=== WHAT IS REQUIRED ===
In the forum thread on training a horse to drive, reproduce word for word the part that starts at "Yep, that's my" and ends after "might help greentree...".

=== GIVEN PASSAGE ===
=-=-=-=-=

Can't recall the city horses - I try not to look - but the only ones I know around here drive mostly for fun(one has a team, nice carriage & does weddings too) & they all use plain snaffles. I use a rope halter. I think the guy is right that said 'if they want to run away with the carriage'(altho 'want to' is not what it's about, but running in mortal fear - and in which case bit pain is only likely to exacerbate their fear/reactivity.

If your horse has already been gotten used to wearing & responding to a bit then maybe... but I'd ensure he was ground driving etc well in a halter first, personally. Remember that on those long reins, there is a lot more leverage force, so rein pressure can potentially be a lot stronger than intended.


----------



## Kaifyre (Jun 16, 2016)

Okay I'll see if I can't get him a harness then ... I don't really want to use something cheap to train with because he'll be bound to exert some force on the thing eventually and I don't want something crappy falling apart when I really need it not to. Even as a yearling he's already horse sized ... much bigger than my Appaloosa. And every other horse in the barn lol. So with any luck it will fit him with a little tinkering. As far as bridling goes, I'll hold off for now and just use a halter. I've never bitted a horse before they're ready to be ridden so I'm really not comfortable with the idea of a yearling in a bit. It's hanging in my tack room so it'll still be here next year. : )

-- Kai


----------



## greentree (Feb 27, 2013)

They do not "turn stiff as a board " in the shafts. They bend as any horse bends. 

I would learn to long- line.....be sure the lines go through a low ring, or the stirrups on a saddle, something like that. Work him on contact, and going forward FROM the contact. Y


----------



## greentree (Feb 27, 2013)

Sorry, my keyboard quit... Take a little contact, give the command, obtain the desired speed, and give, but do not release, as a reward.


----------



## loosie (Jun 19, 2008)

greentree said:


> They do not "turn stiff as a board " in the shafts. They bend as any horse bends.


Yep, that's my guy's prob - he IS 'stiff as a board' thru his body when he turns. While I've had 2 different vet chiros see him & a cranio sacral person(she said he was stiff all over, but could not find an underlying reason or fix it), I have not ruled out physical issues - that he's been SO easy & compliant on every other note... 

But if you do have any tips for me that might help greentree...


----------



## Kaifyre (Jun 16, 2016)

So now that I'm a bit more serious about finding a decent harness for Thunder, I have a question about the traces. A lot of harnesses I've seen come standard with the slotted traces. I don't know what kind of carriage/cart I'll be using yet. When I went to the driving clinic the trainer there used the traces with heel chains, which I kind of like since I will be driving a draft after all. But are certain trace ends better for certain carriages/carts? I'm personally leaning more toward a marathon type carriage, mostly because I like the smoother ride, but the trainer said a 2 wheeled cart is better for a young horse to learn on since they can't jackknife it? Anyhoo ... for someone who doesn't quite know what type of vehicle they'll be using, are heel chains or slotted traces better for a training harness? Personally I'm leaning more toward the heel chains .... but I don't know much about driving. I'll be using either a breastcollar or one of those hybrid brollars, since I don't care for traditional collars and I won't ever be pulling anything ridiculous. What do you guys think?

=-=-=-=-=

=== DATA EXTRACTS ===
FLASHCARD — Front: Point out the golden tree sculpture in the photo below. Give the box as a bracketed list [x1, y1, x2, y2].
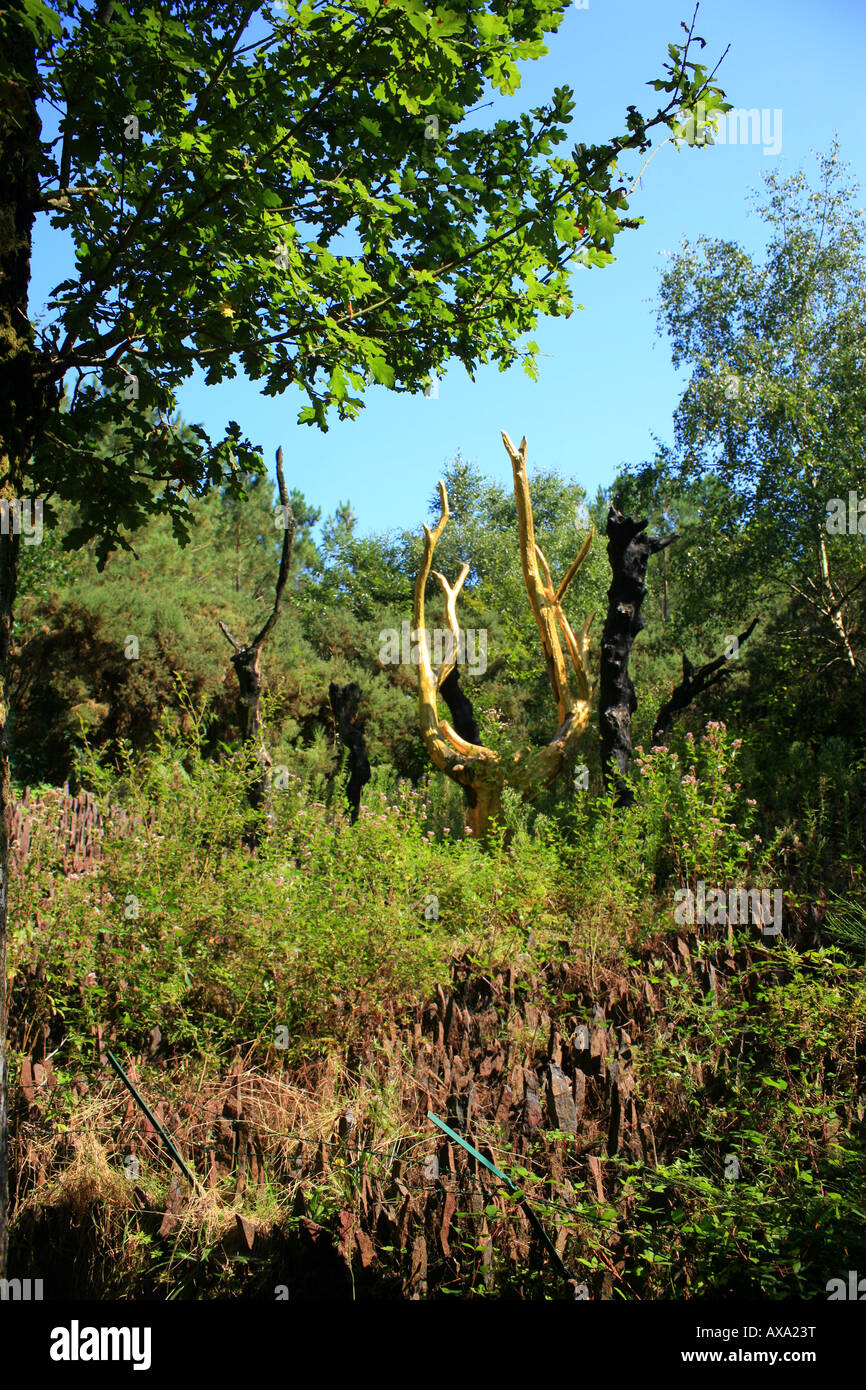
[413, 431, 595, 841]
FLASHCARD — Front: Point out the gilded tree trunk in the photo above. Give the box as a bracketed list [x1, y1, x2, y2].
[0, 15, 42, 1279]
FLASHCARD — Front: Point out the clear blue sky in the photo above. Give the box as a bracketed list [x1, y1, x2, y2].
[31, 0, 866, 532]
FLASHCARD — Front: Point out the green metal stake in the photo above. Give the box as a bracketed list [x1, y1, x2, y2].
[106, 1048, 202, 1190]
[427, 1111, 575, 1291]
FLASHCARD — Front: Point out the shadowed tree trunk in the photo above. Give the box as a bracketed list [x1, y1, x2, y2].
[599, 507, 677, 806]
[439, 666, 481, 744]
[328, 681, 370, 824]
[0, 13, 50, 1279]
[652, 619, 758, 744]
[220, 448, 296, 848]
[413, 431, 594, 841]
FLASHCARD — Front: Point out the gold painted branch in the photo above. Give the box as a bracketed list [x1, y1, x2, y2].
[413, 431, 595, 840]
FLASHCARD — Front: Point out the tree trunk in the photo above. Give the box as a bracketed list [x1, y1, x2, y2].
[599, 507, 676, 806]
[231, 646, 271, 828]
[328, 681, 370, 824]
[0, 15, 43, 1279]
[439, 666, 481, 744]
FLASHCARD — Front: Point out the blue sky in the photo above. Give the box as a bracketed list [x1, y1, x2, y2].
[31, 0, 866, 532]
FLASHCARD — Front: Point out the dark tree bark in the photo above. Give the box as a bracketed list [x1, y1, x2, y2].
[439, 666, 481, 744]
[652, 619, 758, 744]
[599, 507, 677, 806]
[220, 448, 296, 848]
[328, 681, 370, 824]
[0, 14, 49, 1279]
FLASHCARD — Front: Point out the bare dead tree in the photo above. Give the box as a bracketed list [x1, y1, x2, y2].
[220, 446, 296, 841]
[413, 432, 595, 841]
[652, 617, 759, 744]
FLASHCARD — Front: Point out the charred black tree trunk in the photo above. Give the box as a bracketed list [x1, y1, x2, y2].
[652, 617, 758, 744]
[439, 666, 481, 744]
[599, 507, 677, 806]
[328, 681, 370, 824]
[220, 448, 296, 849]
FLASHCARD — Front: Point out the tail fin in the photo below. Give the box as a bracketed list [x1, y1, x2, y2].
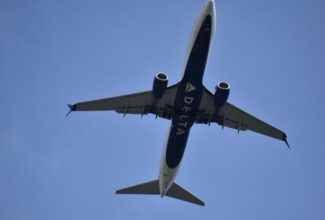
[116, 180, 204, 206]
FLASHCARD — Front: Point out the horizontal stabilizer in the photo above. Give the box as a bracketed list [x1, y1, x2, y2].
[166, 183, 204, 206]
[116, 180, 204, 206]
[116, 180, 159, 195]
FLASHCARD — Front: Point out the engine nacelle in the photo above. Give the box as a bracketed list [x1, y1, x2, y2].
[152, 73, 168, 99]
[214, 82, 230, 108]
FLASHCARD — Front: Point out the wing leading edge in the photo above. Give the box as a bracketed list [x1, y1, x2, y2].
[67, 84, 178, 118]
[196, 89, 290, 148]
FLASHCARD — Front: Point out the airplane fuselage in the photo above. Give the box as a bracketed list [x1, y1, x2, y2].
[159, 1, 215, 196]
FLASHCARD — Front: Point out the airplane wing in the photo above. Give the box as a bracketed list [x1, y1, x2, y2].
[196, 88, 290, 148]
[68, 84, 178, 118]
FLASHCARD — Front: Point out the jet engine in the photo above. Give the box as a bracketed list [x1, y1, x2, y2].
[152, 73, 168, 99]
[214, 82, 230, 108]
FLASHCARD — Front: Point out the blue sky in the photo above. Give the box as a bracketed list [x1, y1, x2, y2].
[0, 0, 325, 220]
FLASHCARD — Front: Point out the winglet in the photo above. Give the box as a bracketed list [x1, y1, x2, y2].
[65, 104, 76, 117]
[282, 134, 290, 149]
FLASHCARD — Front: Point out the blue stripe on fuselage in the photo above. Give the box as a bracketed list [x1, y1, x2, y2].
[166, 16, 212, 168]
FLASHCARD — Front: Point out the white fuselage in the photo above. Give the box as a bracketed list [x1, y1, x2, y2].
[159, 0, 216, 197]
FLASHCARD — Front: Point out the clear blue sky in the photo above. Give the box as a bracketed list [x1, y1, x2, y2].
[0, 0, 325, 220]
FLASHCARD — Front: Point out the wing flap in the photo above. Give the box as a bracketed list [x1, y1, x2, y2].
[69, 84, 178, 118]
[196, 89, 289, 147]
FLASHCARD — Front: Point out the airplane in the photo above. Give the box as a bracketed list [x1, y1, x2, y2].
[67, 0, 290, 206]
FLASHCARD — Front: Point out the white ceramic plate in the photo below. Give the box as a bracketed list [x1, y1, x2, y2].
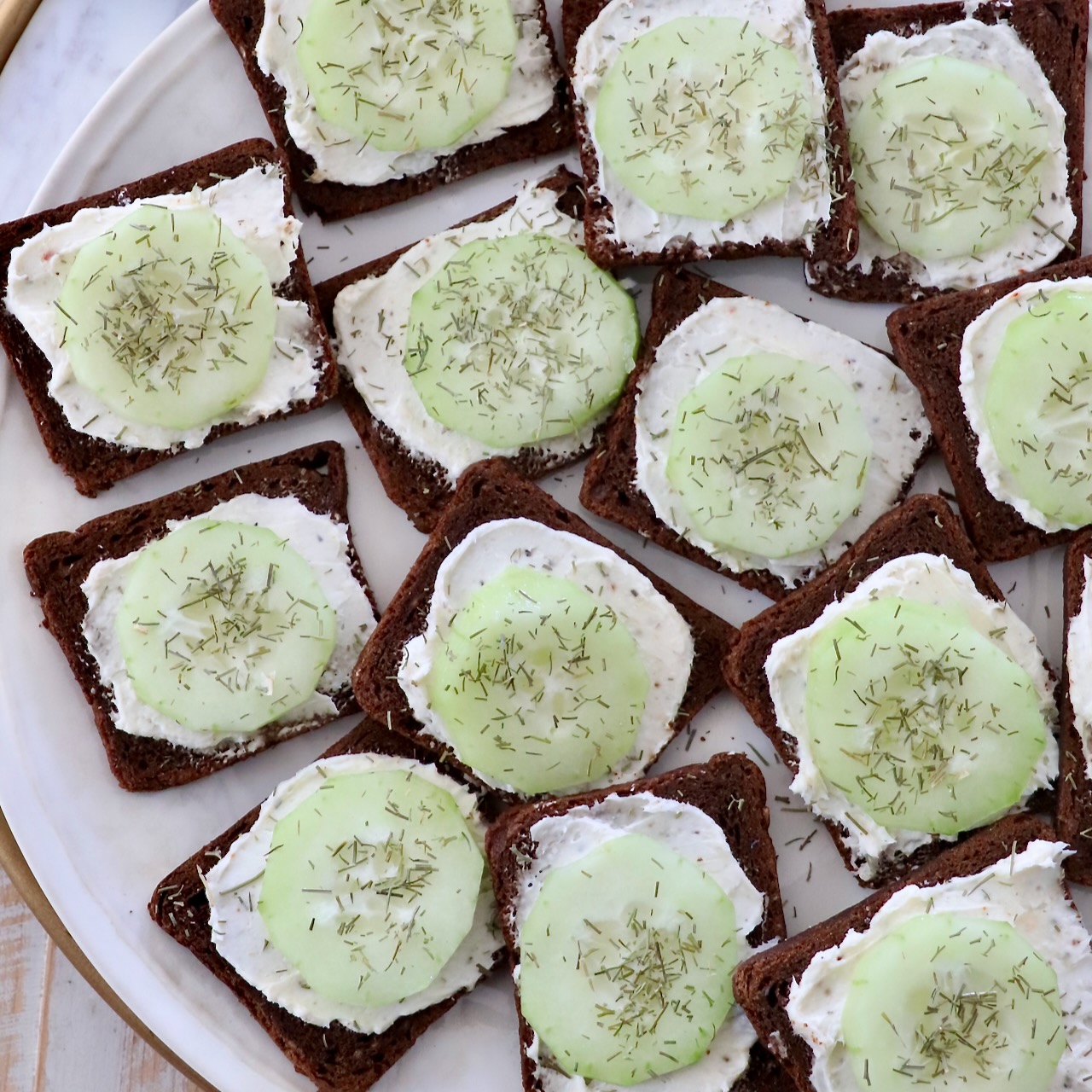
[0, 3, 1088, 1092]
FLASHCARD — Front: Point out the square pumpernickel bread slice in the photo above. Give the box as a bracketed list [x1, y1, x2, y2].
[210, 0, 573, 222]
[148, 720, 502, 1092]
[315, 167, 605, 534]
[23, 444, 375, 791]
[487, 753, 793, 1092]
[733, 815, 1068, 1092]
[806, 0, 1089, 304]
[580, 269, 932, 600]
[724, 494, 1048, 886]
[886, 258, 1092, 561]
[561, 0, 857, 269]
[0, 140, 338, 497]
[352, 460, 737, 803]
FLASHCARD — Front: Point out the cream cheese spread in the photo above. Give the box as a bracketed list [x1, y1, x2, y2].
[4, 165, 323, 450]
[785, 841, 1092, 1092]
[81, 494, 375, 750]
[765, 554, 1058, 880]
[572, 0, 832, 253]
[398, 519, 694, 792]
[256, 0, 561, 186]
[514, 793, 764, 1092]
[636, 297, 931, 586]
[203, 754, 500, 1035]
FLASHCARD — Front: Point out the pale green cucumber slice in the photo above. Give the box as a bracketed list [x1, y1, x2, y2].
[667, 352, 873, 558]
[520, 834, 738, 1087]
[842, 914, 1066, 1092]
[57, 206, 276, 429]
[403, 233, 640, 449]
[114, 520, 338, 734]
[426, 566, 648, 794]
[296, 0, 519, 152]
[849, 57, 1050, 260]
[804, 596, 1048, 834]
[258, 770, 485, 1009]
[985, 289, 1092, 526]
[595, 16, 815, 223]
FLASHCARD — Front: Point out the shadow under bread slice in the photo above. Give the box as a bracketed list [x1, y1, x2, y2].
[211, 0, 572, 221]
[580, 270, 929, 600]
[317, 168, 640, 531]
[806, 0, 1089, 304]
[352, 460, 736, 800]
[725, 495, 1058, 886]
[0, 140, 338, 496]
[888, 258, 1092, 561]
[734, 816, 1092, 1092]
[23, 444, 375, 789]
[148, 720, 502, 1092]
[487, 754, 792, 1092]
[561, 0, 855, 268]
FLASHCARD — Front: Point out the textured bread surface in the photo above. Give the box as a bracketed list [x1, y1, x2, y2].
[807, 0, 1089, 304]
[733, 815, 1068, 1092]
[23, 442, 375, 791]
[561, 0, 857, 269]
[580, 269, 931, 600]
[148, 720, 502, 1092]
[210, 0, 573, 222]
[0, 140, 338, 497]
[724, 494, 1049, 886]
[352, 460, 736, 800]
[486, 754, 793, 1092]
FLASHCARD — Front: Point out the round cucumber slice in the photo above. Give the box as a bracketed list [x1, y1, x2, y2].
[667, 352, 871, 558]
[425, 566, 648, 795]
[114, 520, 338, 734]
[842, 914, 1066, 1092]
[520, 834, 738, 1088]
[804, 596, 1048, 834]
[985, 289, 1092, 527]
[595, 16, 815, 223]
[404, 233, 640, 449]
[258, 770, 485, 1009]
[849, 57, 1050, 260]
[57, 204, 276, 429]
[296, 0, 519, 152]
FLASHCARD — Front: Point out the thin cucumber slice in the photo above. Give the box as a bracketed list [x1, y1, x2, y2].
[425, 566, 648, 795]
[849, 57, 1050, 260]
[114, 520, 336, 734]
[985, 290, 1092, 527]
[258, 770, 485, 1009]
[842, 914, 1066, 1092]
[296, 0, 519, 152]
[57, 204, 276, 430]
[667, 352, 873, 558]
[595, 16, 815, 223]
[404, 233, 640, 450]
[520, 834, 738, 1088]
[804, 596, 1048, 834]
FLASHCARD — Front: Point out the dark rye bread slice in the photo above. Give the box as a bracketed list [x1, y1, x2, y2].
[886, 258, 1092, 561]
[804, 0, 1089, 304]
[208, 0, 573, 222]
[486, 753, 793, 1092]
[352, 459, 737, 803]
[733, 815, 1057, 1092]
[315, 167, 605, 534]
[148, 720, 502, 1092]
[724, 494, 1054, 886]
[561, 0, 857, 269]
[0, 140, 338, 497]
[580, 269, 932, 600]
[23, 442, 375, 791]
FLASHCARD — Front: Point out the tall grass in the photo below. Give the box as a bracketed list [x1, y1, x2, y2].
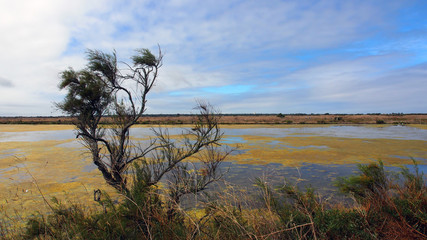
[0, 162, 427, 239]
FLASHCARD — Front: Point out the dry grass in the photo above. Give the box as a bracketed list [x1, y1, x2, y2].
[0, 114, 427, 124]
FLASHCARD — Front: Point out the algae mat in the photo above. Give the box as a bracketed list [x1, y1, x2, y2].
[0, 125, 427, 216]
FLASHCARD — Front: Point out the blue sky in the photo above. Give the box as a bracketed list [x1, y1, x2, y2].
[0, 0, 427, 116]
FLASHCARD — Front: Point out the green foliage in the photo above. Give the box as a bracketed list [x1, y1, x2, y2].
[336, 161, 389, 201]
[132, 48, 157, 67]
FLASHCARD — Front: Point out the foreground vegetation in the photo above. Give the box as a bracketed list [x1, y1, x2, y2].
[0, 162, 427, 239]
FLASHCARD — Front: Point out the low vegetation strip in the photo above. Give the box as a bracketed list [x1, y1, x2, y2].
[0, 162, 427, 239]
[0, 113, 427, 124]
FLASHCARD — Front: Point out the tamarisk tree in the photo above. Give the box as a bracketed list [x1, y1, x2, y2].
[57, 47, 230, 203]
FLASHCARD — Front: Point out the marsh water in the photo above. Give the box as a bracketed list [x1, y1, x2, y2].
[0, 125, 427, 214]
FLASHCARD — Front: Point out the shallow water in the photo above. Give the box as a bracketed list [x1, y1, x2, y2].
[0, 125, 427, 217]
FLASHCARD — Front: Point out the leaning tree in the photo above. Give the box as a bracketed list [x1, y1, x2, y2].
[57, 47, 230, 206]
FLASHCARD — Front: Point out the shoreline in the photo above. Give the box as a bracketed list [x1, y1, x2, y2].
[0, 114, 427, 125]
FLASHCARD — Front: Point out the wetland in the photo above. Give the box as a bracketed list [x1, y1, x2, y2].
[0, 124, 427, 217]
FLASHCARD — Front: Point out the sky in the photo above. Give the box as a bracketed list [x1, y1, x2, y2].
[0, 0, 427, 116]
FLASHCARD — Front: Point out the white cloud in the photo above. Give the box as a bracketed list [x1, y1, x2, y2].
[0, 0, 427, 115]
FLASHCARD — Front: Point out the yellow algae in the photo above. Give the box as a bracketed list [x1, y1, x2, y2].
[0, 140, 115, 216]
[0, 124, 75, 132]
[231, 136, 427, 166]
[0, 125, 427, 218]
[407, 124, 427, 129]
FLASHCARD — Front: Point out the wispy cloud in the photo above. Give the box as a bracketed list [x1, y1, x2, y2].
[0, 0, 427, 115]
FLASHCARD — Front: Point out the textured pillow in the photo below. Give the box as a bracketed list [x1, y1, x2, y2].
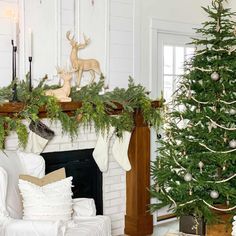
[16, 150, 45, 177]
[20, 168, 66, 187]
[19, 173, 72, 221]
[0, 150, 25, 219]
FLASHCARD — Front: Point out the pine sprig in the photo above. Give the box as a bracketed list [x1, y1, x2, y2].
[0, 75, 161, 148]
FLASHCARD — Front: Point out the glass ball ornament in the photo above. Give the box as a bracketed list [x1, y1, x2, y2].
[229, 139, 236, 148]
[229, 108, 236, 115]
[211, 72, 220, 81]
[198, 161, 204, 169]
[184, 173, 193, 182]
[198, 161, 204, 174]
[210, 190, 219, 199]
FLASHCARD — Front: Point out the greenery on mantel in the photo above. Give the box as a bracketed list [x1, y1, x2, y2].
[0, 76, 161, 149]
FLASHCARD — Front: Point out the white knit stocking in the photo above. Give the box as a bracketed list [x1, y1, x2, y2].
[112, 131, 131, 171]
[93, 127, 114, 172]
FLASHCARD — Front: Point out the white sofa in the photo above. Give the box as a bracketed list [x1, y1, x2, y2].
[0, 151, 111, 236]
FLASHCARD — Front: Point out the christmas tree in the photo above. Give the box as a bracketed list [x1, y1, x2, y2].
[151, 0, 236, 222]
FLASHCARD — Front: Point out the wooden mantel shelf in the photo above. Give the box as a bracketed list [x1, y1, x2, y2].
[0, 101, 161, 236]
[0, 101, 160, 117]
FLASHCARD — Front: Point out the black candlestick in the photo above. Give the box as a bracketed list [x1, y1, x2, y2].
[11, 40, 18, 102]
[29, 57, 32, 92]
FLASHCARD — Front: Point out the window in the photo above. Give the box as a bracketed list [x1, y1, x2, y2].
[149, 19, 197, 224]
[161, 44, 194, 102]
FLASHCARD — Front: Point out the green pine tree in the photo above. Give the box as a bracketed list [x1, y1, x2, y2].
[151, 0, 236, 222]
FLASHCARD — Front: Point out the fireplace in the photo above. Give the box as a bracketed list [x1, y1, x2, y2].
[42, 149, 103, 215]
[5, 119, 126, 236]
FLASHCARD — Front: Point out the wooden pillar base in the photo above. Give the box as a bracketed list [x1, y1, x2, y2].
[125, 215, 153, 236]
[125, 112, 153, 236]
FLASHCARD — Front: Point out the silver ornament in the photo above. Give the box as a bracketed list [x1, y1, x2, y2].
[211, 72, 220, 81]
[229, 108, 236, 115]
[184, 173, 192, 182]
[210, 190, 219, 199]
[229, 139, 236, 148]
[198, 161, 204, 174]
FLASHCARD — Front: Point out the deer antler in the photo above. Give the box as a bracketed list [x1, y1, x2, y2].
[56, 66, 65, 75]
[66, 31, 75, 44]
[79, 34, 90, 49]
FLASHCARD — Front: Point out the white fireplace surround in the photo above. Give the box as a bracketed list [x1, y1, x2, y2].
[5, 119, 126, 236]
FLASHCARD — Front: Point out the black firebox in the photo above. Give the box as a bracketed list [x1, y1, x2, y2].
[41, 149, 103, 215]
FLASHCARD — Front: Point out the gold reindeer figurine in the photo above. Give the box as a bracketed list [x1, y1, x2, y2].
[45, 68, 74, 102]
[66, 31, 102, 87]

=-=-=-=-=

=== WRITTEN ANSWER ===
Yep, that's my guy's prob - he IS 'stiff as a board' thru his body when he turns. While I've had 2 different vet chiros see him & a cranio sacral person(she said he was stiff all over, but could not find an underlying reason or fix it), I have not ruled out physical issues - that he's been SO easy & compliant on every other note... 

But if you do have any tips for me that might help greentree...